## Consigne
Recopiez sans aucune modification, dans le texte sur les foules, le passage qui va de « Nous prêtons, enfin, la » jusqu'à « passions des insurgés ? ».

──────── Texte source

Nous prêtons, enfin, la personnalité à une collectivité fortuite et passagère, à une foule par exemple qui, sur une place publique ou un théâtre, rassemblée le plus souvent par la seule curiosité, manifeste à un tel degré des passions communes et une volonté unique qu’il paraît difficile de n’y voir que la simple résultante des passions et des volontés de chaque individu. Quel critique dramatique n’a constaté l’unanimité des exigences vertueuses dans un public de théâtre, où se rencontrent, comme partout dans l’humanité, avec un petit nombre de nobles âmes, tous les degrés de l’indifférence morale et du vice ? Et quel historien politique n’a pu également constater la facilité avec laquelle, dans une émeute, les simples curieux et, parmi eux, les plus pacifiques, épousent souvent les passions des insurgés ?

────────────────
──────── Données présentées

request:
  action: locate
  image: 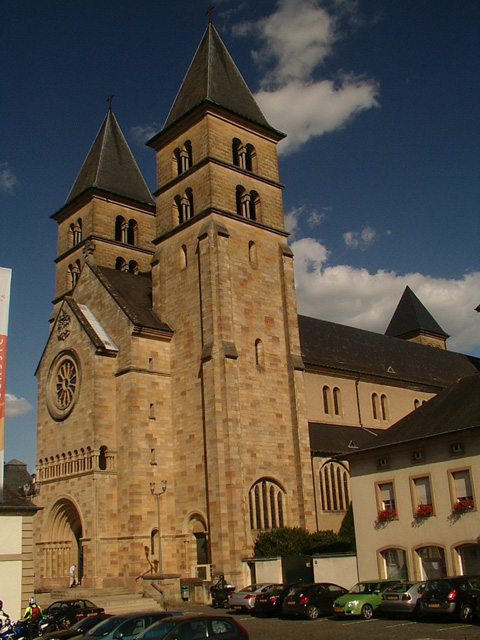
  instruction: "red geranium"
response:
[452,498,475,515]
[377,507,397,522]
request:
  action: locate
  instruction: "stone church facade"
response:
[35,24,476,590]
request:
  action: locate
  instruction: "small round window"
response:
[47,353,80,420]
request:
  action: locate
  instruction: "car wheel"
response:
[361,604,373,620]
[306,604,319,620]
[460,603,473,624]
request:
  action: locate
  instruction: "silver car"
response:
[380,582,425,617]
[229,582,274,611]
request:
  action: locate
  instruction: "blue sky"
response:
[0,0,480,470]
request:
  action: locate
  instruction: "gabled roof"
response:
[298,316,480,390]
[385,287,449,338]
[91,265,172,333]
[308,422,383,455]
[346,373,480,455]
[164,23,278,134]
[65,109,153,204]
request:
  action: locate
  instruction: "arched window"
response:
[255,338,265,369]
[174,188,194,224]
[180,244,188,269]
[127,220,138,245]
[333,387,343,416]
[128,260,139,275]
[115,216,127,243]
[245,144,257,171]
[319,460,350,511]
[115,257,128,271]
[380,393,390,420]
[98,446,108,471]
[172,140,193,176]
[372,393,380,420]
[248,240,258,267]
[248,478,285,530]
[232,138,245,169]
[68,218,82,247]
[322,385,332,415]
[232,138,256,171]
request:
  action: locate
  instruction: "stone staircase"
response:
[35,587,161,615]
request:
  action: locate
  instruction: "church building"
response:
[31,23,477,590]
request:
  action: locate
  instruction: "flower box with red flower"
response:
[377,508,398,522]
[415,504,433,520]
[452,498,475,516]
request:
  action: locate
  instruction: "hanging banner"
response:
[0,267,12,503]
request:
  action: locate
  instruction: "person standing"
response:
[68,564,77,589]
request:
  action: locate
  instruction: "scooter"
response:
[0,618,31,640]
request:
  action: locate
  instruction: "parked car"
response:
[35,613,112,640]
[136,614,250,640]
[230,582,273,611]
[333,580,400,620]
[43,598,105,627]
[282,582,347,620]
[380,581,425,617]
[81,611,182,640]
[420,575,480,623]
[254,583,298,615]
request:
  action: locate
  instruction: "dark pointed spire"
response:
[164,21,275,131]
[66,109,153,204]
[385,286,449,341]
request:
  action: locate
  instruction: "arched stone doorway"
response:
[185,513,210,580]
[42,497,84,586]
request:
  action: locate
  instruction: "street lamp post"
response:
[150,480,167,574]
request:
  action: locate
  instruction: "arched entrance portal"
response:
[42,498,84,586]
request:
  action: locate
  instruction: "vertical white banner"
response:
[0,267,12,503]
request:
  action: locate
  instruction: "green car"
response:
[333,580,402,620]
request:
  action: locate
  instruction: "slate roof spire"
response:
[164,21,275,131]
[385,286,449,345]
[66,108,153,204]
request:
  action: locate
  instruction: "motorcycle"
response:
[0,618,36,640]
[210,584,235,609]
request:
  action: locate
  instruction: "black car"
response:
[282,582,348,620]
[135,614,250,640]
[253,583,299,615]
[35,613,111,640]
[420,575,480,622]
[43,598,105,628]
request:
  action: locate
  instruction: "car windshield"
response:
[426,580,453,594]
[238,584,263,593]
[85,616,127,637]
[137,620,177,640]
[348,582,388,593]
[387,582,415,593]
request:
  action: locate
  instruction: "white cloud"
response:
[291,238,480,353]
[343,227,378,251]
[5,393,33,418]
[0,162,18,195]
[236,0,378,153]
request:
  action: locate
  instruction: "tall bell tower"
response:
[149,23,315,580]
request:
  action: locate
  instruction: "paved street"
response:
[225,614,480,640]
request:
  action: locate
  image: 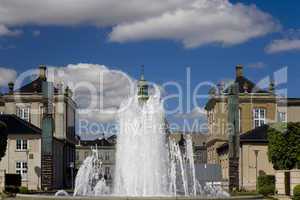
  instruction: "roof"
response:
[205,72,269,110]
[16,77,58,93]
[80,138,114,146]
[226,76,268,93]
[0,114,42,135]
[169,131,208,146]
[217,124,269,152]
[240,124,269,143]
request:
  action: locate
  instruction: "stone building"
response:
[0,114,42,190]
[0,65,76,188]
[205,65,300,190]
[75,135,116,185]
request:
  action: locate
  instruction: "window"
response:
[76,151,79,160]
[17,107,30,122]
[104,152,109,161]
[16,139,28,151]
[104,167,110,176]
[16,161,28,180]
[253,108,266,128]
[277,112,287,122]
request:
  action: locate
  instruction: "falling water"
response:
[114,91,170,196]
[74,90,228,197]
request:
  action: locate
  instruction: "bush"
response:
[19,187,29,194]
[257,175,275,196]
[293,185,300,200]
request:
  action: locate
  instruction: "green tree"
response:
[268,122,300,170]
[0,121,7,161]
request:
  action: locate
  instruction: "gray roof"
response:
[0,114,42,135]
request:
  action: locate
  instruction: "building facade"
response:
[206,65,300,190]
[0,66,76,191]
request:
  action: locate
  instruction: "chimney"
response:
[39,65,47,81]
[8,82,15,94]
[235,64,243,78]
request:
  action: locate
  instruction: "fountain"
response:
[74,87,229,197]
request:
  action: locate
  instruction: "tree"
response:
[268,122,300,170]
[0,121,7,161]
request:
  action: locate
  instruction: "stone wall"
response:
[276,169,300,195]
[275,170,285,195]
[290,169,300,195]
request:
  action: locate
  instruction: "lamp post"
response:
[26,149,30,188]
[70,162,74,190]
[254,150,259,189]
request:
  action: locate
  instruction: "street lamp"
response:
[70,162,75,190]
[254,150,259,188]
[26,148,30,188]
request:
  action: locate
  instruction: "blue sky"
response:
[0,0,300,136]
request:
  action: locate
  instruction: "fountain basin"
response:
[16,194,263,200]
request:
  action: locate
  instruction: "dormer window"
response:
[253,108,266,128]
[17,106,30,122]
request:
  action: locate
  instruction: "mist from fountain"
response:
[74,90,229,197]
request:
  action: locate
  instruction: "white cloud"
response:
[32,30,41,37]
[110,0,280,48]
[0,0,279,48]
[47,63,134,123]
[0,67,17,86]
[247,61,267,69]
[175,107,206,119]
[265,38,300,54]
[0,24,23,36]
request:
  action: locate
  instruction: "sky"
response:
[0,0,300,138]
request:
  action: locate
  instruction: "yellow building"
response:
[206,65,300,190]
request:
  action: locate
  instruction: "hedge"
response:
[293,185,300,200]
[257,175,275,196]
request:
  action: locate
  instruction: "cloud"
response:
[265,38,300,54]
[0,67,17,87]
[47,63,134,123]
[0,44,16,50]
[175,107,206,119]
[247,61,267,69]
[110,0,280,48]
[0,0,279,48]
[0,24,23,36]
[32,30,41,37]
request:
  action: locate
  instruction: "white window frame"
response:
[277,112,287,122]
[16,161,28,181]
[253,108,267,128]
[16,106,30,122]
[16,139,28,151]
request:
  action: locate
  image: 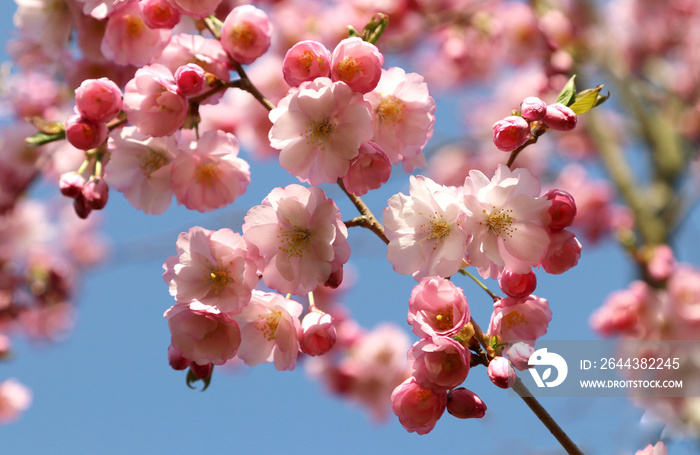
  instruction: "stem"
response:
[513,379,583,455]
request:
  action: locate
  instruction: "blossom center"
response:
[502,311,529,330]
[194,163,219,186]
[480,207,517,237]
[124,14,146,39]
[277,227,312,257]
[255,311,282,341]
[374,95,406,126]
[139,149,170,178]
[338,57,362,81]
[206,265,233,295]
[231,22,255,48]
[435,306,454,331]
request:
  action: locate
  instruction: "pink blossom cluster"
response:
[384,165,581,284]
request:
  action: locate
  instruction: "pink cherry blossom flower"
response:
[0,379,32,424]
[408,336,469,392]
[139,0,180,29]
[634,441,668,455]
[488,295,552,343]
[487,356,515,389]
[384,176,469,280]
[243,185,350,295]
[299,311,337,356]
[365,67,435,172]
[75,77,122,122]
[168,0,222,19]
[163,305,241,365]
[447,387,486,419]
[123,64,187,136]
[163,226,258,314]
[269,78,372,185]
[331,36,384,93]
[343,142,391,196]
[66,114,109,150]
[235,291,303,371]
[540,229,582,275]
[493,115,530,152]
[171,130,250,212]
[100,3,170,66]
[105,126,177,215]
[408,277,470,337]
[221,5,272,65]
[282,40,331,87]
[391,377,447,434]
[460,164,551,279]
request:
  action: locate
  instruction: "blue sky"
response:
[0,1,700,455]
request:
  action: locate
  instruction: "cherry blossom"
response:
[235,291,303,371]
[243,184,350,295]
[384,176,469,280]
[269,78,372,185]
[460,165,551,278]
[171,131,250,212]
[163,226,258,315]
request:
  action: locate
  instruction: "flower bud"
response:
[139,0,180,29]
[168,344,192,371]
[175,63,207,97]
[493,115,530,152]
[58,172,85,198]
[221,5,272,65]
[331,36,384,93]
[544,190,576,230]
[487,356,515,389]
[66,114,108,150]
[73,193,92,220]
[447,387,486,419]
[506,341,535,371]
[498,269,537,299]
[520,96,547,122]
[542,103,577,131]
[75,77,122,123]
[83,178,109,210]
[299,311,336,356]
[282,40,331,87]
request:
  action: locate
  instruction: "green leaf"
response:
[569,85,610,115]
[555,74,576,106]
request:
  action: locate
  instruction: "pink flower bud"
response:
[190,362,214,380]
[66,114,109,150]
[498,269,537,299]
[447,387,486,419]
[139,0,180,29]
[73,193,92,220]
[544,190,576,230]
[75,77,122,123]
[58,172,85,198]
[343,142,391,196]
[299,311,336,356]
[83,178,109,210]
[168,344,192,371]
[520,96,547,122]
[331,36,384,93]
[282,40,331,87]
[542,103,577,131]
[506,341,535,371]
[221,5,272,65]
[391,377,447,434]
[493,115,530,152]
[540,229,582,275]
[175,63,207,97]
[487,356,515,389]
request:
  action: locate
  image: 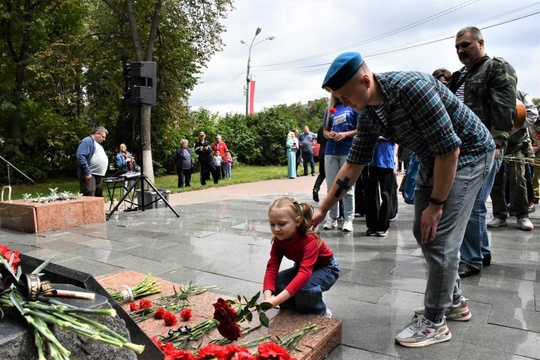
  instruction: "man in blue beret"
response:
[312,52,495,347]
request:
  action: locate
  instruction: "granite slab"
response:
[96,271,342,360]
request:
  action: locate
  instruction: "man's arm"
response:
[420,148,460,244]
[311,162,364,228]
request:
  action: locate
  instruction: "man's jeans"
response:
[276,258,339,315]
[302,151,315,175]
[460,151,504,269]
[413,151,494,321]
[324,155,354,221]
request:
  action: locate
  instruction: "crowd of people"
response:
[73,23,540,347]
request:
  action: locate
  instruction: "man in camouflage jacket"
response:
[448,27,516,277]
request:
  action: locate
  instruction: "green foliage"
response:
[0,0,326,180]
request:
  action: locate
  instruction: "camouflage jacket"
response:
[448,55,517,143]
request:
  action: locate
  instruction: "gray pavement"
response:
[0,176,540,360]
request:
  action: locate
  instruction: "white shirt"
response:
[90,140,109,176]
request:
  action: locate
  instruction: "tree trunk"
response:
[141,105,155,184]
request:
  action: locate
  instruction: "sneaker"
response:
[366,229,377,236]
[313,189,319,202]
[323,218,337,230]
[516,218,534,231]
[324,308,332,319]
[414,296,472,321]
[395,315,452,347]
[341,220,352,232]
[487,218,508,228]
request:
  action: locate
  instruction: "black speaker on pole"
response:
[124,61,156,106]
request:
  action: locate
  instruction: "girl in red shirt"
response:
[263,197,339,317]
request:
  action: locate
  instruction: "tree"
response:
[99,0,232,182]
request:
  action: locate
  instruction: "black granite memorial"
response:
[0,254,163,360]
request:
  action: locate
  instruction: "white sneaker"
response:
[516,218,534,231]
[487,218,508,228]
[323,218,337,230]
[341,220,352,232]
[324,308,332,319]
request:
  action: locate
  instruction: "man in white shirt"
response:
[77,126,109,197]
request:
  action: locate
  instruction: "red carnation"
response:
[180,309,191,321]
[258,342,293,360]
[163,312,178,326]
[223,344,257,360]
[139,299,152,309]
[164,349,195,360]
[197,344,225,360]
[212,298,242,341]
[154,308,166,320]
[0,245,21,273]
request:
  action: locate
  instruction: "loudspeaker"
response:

────────────────

## Réponse attendue
Nous prêtons, enfin, la personnalité à une collectivité fortuite et passagère, à une foule par exemple qui, sur une place publique ou un théâtre, rassemblée le plus souvent par la seule curiosité, manifeste à un tel degré des passions communes et une volonté unique qu’il paraît difficile de n’y voir que la simple résultante des passions et des volontés de chaque individu. Quel critique dramatique n’a constaté l’unanimité des exigences vertueuses dans un public de théâtre, où se rencontrent, comme partout dans l’humanité, avec un petit nombre de nobles âmes, tous les degrés de l’indifférence morale et du vice ? Et quel historien politique n’a pu également constater la facilité avec laquelle, dans une émeute, les simples curieux et, parmi eux, les plus pacifiques, épousent souvent les passions des insurgés ?